[Exercise instructions] Pick out each line of the listing below that contains the word "ground" and copy those lines unchanged.

[Input for this task]

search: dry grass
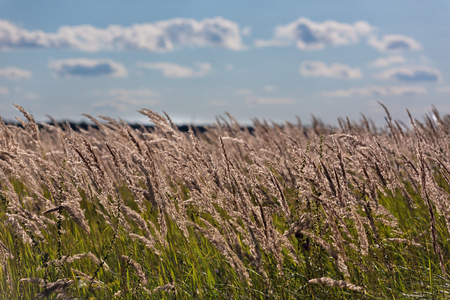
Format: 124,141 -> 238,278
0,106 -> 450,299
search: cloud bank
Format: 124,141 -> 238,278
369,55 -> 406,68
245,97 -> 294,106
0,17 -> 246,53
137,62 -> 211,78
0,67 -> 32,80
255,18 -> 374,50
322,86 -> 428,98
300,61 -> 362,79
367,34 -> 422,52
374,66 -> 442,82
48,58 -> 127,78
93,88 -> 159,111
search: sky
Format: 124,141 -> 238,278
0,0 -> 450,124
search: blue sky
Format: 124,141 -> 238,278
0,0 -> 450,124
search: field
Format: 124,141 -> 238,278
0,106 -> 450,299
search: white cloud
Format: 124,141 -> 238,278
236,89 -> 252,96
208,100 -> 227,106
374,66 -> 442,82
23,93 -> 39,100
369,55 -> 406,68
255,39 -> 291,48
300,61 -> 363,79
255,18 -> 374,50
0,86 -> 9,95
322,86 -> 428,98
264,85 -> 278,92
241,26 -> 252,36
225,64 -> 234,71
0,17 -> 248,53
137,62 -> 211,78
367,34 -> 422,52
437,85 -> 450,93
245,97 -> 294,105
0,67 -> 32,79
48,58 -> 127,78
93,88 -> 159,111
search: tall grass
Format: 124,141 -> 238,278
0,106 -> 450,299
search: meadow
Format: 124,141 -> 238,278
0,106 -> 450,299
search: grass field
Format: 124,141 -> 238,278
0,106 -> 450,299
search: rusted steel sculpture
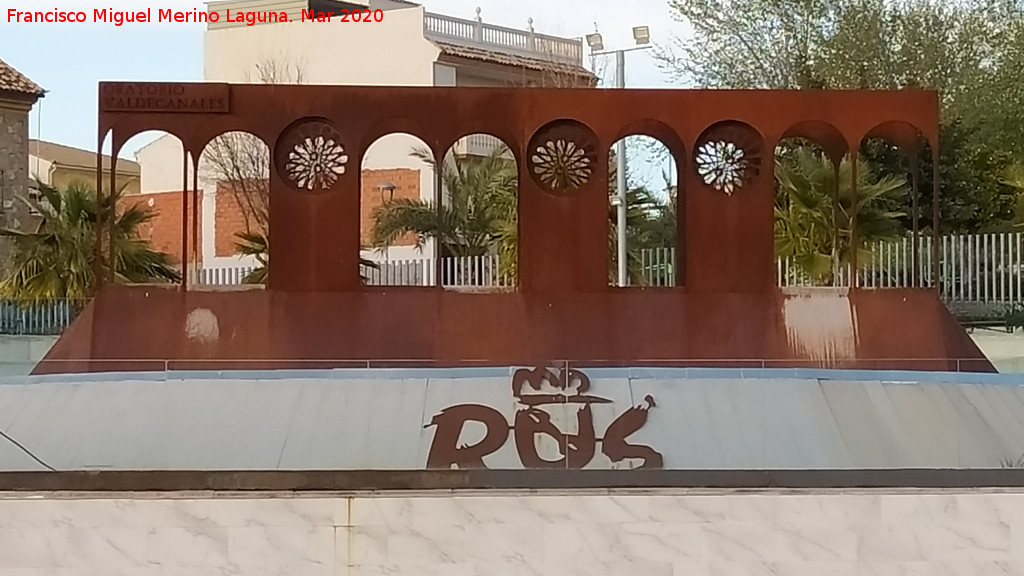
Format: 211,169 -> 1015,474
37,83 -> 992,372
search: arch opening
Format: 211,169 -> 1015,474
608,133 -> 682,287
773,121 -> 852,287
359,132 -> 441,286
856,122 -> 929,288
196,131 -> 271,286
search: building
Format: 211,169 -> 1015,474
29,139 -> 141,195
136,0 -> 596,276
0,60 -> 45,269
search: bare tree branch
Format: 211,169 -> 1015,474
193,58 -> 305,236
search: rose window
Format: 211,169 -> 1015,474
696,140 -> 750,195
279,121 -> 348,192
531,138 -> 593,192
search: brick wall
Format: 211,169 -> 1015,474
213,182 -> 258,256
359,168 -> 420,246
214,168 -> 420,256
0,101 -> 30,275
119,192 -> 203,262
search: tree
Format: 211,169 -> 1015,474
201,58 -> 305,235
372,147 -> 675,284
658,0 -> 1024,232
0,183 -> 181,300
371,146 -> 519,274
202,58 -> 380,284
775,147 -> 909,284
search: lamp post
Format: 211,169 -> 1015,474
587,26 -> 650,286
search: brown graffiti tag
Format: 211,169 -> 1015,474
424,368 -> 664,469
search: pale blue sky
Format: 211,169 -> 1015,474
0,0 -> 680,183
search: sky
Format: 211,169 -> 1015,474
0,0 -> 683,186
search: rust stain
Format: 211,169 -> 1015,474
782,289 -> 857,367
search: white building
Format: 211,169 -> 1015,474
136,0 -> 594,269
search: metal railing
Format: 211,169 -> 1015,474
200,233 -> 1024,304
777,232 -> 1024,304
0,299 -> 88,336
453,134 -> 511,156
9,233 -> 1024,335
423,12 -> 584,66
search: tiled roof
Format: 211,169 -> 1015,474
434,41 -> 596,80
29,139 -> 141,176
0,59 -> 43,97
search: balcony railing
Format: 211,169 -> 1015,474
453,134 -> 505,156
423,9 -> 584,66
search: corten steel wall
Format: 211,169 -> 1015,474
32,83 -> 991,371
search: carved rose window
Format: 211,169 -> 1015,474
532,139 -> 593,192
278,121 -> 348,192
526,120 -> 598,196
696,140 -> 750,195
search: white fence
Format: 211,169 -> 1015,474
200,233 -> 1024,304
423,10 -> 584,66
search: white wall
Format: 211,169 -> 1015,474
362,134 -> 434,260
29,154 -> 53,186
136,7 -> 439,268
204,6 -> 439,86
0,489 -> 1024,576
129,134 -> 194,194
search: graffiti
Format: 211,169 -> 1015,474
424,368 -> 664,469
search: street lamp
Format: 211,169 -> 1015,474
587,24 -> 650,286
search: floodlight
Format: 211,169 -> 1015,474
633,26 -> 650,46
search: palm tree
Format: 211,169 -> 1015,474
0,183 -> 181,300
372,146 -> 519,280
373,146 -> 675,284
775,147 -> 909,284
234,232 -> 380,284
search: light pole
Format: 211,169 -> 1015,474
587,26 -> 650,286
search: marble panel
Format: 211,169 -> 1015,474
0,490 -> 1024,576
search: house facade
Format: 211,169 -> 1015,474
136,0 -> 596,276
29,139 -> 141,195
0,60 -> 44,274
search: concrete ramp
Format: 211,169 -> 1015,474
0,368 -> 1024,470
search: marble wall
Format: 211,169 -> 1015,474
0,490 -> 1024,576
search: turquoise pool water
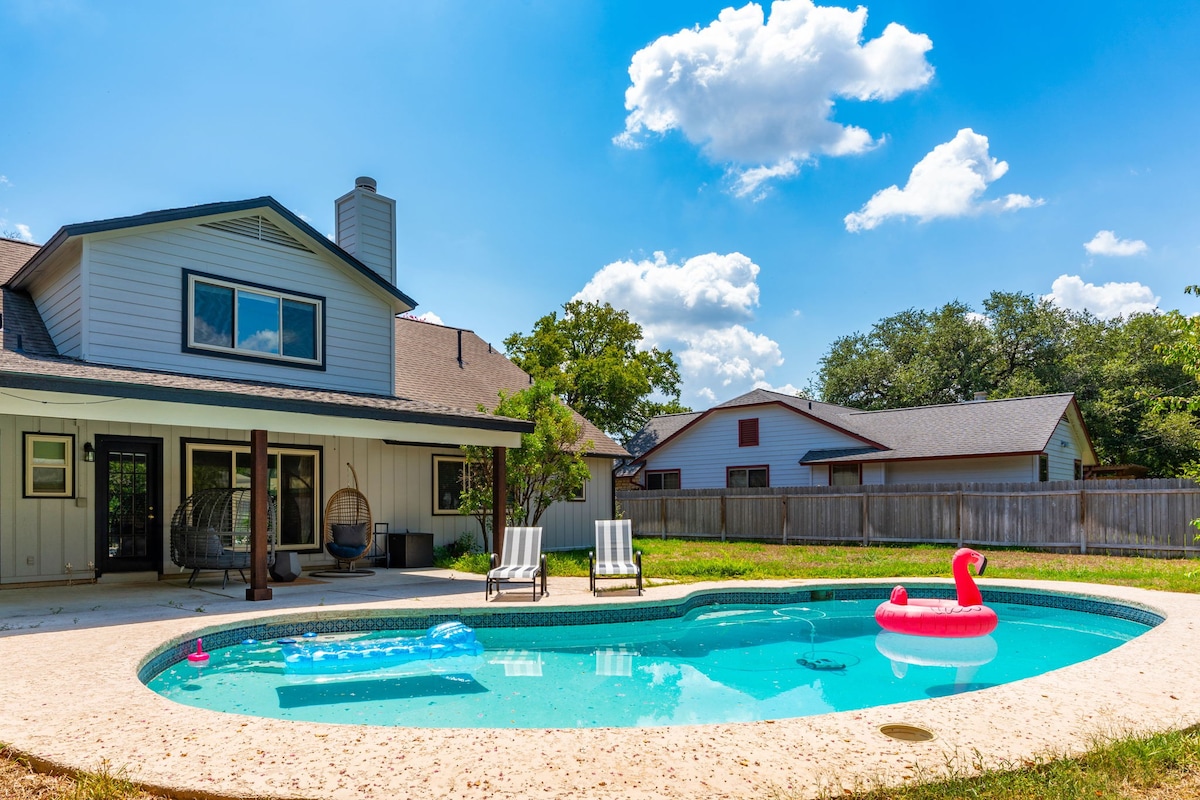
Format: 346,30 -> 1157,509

---

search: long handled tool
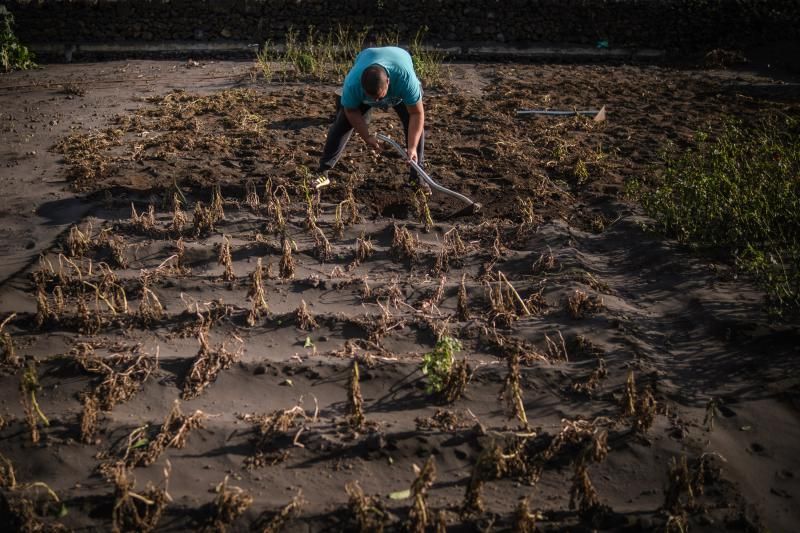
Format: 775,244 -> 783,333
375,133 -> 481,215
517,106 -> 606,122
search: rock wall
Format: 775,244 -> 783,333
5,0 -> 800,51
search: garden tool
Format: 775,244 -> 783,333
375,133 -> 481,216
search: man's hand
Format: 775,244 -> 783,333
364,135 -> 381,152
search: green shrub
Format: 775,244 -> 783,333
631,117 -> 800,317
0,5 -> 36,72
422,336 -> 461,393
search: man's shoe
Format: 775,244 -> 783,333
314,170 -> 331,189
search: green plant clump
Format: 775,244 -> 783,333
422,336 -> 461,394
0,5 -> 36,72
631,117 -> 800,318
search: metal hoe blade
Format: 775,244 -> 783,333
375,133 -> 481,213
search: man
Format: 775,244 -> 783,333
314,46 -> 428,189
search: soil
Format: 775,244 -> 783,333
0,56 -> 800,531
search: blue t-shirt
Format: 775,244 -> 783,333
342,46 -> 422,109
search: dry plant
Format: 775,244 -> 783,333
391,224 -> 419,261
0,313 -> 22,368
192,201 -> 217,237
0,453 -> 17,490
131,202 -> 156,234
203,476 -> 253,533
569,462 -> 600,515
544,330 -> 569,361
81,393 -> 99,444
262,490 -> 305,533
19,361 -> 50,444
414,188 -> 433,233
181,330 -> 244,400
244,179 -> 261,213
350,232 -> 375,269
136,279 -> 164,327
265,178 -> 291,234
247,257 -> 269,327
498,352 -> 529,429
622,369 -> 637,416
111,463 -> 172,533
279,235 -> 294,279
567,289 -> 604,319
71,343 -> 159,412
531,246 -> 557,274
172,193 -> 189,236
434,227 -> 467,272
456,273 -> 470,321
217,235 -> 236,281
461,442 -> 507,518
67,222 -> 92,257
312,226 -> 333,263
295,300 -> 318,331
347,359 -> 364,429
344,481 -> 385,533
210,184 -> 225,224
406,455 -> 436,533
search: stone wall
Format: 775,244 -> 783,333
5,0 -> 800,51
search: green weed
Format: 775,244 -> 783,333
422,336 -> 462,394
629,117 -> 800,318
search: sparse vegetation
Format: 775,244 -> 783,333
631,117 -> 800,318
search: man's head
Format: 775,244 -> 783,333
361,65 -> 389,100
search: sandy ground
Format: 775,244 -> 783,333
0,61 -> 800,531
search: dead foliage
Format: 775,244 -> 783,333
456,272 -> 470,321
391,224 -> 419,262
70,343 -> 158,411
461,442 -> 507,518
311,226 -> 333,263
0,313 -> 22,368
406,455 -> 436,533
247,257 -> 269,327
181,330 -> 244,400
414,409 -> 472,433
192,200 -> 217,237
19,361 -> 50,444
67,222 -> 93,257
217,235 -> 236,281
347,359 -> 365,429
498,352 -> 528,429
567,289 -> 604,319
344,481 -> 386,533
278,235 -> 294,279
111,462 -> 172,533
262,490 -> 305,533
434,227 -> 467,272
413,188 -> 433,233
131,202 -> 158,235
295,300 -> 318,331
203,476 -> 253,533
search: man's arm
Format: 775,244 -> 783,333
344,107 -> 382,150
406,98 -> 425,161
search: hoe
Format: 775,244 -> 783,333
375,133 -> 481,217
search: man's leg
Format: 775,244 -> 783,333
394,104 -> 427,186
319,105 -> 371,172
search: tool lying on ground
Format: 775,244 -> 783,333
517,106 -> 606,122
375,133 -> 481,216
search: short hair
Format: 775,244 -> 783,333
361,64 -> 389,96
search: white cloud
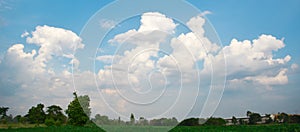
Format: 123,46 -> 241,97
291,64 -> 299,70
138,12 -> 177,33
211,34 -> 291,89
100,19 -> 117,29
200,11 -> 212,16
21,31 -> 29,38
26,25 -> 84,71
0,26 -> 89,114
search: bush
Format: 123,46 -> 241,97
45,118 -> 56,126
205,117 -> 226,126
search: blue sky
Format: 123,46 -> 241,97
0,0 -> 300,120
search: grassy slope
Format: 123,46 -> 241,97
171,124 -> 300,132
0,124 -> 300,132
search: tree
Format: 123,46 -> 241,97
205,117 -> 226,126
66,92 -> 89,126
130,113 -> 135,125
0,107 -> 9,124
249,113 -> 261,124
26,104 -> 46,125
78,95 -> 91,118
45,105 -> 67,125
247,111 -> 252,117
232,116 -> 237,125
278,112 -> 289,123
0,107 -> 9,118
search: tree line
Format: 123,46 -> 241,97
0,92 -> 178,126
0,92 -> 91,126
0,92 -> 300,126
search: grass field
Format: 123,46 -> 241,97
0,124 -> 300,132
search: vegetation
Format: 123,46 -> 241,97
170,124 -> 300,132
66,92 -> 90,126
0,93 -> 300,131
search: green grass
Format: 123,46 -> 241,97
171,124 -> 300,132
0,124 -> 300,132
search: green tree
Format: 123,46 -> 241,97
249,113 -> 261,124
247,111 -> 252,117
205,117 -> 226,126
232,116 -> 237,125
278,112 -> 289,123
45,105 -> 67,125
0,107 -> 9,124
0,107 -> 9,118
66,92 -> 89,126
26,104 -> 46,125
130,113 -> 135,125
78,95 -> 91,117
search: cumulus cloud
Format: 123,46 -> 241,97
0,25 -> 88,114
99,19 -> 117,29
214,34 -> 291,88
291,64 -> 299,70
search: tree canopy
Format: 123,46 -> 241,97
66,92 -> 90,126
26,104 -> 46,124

[Complete answer]
search: sandy ground
search: tool lying on ground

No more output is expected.